# What you need to do
Would you copy the material below word for word, beginning with its first line and ending with the line that contains "box: [16, 103, 639, 360]"?

# Data for review
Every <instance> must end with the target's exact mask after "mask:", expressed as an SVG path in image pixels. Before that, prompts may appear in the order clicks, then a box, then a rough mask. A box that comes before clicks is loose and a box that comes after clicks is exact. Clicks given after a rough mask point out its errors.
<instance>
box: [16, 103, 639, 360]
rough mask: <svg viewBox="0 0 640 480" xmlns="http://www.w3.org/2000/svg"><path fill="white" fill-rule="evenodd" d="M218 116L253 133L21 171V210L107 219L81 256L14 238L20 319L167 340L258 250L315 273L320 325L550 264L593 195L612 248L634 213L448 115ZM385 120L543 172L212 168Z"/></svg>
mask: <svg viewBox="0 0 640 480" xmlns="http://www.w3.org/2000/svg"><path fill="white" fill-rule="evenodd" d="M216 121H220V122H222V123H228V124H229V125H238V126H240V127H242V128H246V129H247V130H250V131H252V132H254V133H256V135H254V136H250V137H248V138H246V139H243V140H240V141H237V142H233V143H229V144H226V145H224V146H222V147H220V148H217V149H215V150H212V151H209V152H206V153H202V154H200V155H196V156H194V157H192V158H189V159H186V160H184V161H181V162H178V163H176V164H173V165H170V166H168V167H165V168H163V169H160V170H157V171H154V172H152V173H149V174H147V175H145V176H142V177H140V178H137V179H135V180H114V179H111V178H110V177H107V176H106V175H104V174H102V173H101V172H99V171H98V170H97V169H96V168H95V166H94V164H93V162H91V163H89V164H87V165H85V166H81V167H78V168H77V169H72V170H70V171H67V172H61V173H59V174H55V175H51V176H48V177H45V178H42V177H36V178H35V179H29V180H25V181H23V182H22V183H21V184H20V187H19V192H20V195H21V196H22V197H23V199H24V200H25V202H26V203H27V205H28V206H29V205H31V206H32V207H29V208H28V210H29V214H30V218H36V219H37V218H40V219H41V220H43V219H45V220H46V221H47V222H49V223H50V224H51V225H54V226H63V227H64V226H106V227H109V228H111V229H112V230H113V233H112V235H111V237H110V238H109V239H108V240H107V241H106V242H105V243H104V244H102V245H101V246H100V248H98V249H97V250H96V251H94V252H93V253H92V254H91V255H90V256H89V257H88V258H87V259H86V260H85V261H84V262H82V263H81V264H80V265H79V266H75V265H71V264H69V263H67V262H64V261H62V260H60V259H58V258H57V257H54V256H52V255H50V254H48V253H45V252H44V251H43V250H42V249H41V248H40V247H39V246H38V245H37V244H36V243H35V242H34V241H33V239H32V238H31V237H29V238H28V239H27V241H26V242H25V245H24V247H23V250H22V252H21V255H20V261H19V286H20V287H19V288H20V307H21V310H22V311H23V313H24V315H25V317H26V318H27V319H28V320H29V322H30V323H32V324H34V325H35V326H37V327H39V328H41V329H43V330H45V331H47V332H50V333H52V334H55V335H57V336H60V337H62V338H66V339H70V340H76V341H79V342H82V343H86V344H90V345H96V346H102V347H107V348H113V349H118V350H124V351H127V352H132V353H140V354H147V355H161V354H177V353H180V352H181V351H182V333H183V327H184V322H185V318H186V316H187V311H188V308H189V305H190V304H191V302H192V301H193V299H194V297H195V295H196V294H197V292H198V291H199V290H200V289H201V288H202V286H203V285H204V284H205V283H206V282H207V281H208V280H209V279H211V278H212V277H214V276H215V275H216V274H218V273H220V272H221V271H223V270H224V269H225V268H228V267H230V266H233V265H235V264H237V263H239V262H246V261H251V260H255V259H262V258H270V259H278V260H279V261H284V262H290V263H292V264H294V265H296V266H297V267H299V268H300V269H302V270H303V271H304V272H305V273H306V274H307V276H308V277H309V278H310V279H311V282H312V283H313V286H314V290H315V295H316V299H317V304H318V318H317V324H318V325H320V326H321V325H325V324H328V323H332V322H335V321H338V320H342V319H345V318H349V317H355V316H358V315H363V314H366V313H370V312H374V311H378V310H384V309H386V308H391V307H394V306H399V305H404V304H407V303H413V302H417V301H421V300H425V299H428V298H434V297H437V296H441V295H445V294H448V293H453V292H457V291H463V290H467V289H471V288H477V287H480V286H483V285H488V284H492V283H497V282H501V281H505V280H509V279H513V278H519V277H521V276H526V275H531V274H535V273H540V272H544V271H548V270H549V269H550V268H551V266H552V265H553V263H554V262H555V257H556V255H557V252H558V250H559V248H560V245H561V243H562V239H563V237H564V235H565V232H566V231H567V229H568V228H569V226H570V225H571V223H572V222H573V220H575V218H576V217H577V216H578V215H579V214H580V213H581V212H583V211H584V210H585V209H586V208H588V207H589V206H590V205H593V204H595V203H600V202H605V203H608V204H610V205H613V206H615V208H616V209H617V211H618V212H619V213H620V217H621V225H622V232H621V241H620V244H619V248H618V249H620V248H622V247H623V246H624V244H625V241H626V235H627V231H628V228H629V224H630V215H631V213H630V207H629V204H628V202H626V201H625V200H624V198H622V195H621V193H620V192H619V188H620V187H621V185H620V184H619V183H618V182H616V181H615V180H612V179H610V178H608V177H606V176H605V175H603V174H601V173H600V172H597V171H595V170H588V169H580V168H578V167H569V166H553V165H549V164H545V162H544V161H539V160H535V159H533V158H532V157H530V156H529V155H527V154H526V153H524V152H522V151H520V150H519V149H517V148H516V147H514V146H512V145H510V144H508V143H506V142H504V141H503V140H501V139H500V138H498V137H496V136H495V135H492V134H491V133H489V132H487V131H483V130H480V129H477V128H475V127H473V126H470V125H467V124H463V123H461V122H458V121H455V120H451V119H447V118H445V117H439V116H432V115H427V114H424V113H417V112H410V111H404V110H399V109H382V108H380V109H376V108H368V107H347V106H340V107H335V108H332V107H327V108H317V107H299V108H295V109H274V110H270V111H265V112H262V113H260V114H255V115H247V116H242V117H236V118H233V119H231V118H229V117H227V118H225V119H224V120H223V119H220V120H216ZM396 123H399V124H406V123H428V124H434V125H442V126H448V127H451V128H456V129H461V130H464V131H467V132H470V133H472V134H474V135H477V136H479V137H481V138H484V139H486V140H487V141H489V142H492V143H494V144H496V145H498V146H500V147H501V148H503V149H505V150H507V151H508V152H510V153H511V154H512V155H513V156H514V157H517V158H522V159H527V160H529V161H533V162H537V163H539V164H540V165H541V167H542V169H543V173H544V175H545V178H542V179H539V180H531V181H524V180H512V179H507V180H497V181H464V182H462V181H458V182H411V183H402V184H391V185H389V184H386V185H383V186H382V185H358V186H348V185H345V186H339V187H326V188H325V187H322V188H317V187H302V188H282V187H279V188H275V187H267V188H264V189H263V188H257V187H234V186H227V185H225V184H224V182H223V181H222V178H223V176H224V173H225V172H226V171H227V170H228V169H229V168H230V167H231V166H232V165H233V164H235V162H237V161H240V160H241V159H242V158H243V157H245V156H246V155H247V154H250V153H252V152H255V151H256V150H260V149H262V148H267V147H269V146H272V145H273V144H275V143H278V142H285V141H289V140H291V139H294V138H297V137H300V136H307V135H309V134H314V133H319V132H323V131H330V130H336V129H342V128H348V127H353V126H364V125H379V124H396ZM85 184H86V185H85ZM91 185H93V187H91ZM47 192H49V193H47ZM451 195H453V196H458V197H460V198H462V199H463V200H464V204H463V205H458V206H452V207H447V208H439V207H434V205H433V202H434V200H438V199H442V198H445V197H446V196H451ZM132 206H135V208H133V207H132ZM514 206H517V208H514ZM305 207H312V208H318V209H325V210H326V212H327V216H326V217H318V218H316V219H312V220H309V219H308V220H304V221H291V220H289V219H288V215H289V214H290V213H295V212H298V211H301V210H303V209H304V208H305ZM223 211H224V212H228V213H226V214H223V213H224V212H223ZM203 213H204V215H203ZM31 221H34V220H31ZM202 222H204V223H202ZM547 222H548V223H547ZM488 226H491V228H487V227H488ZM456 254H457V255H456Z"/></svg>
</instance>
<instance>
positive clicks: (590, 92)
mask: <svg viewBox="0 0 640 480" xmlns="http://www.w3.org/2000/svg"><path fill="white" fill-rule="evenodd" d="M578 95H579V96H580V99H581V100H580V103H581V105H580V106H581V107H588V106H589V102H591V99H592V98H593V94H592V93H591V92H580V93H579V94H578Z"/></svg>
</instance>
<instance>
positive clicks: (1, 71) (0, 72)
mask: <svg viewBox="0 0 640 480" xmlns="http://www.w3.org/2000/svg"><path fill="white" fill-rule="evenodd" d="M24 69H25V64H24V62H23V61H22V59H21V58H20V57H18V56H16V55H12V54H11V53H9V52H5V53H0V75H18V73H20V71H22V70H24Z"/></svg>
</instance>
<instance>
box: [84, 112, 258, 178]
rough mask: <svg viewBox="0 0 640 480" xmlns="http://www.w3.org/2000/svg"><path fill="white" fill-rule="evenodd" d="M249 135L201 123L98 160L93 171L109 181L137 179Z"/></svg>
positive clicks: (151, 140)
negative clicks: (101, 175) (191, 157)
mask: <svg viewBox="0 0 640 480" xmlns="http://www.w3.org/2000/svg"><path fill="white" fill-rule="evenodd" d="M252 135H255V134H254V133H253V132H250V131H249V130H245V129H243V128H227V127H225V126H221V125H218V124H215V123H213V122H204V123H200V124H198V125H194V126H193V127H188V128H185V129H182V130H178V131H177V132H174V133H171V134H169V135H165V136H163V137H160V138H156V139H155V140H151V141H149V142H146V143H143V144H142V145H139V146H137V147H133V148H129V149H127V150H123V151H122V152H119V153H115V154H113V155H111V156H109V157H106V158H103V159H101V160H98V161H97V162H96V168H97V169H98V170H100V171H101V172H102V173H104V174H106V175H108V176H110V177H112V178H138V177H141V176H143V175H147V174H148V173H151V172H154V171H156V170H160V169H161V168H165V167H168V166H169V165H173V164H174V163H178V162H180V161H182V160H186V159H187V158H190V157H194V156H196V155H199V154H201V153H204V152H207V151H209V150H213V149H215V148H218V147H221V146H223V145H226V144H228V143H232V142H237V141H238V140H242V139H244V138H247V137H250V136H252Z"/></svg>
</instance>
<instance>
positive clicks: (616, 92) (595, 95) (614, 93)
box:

# Your response
Every <instance> must end with the target's exact mask after "mask:", expressed as an SVG path in image pixels. Before that, prompts may appear in the order clicks, then a box, then a rough mask. A box that comes before clicks is loose and a box that comes after clicks is exact. Clicks given after a rough mask point out its errors.
<instance>
box: [16, 103, 639, 360]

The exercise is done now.